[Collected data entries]
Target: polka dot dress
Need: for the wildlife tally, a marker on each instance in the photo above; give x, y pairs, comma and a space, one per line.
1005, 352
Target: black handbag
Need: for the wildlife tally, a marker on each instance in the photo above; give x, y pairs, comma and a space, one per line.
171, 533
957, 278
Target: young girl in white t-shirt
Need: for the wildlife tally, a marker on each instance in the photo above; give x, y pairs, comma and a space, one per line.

▶ **What you need to do**:
Isolate the lines above that contain the word "Target" and copy them.

▶ **Expected answer**:
Target: polka dot dress
Target: black handbag
Target: young girl in white t-shirt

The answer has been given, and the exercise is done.